PROBLEM
Write each entry again exactly as shown, but without the images it holds.

Dataset excerpts

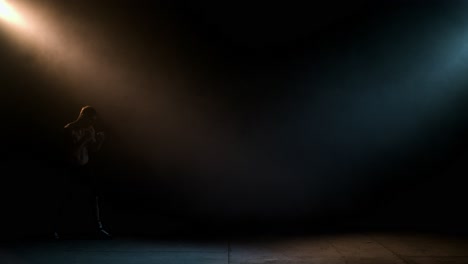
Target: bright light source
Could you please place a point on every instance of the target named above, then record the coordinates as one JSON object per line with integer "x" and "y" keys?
{"x": 8, "y": 14}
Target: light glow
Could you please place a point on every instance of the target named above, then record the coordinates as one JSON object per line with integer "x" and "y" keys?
{"x": 8, "y": 14}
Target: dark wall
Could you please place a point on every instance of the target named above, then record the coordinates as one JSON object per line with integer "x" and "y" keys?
{"x": 353, "y": 114}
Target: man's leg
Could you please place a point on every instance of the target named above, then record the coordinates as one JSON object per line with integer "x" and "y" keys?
{"x": 101, "y": 230}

EXPECTED OUTPUT
Target: bright light source
Could you please place a point on every instance of the target named above, then record the coordinates as one JSON object per line with integer "x" and "y" keys?
{"x": 8, "y": 14}
Target: light glow
Could you please place a point on every instance of the target named above, then record the coordinates as one JSON object per line with integer "x" and "y" keys?
{"x": 8, "y": 14}
Target: dark wall
Could you please place a point on every instance of the target named above, then record the coordinates as one JSON object per line with integer "x" and "y" keys?
{"x": 353, "y": 114}
Target: man's leg
Could you please place a point on every instance of the target named above, then record the coordinates as one JSON object per line with integer "x" and "y" keys?
{"x": 101, "y": 230}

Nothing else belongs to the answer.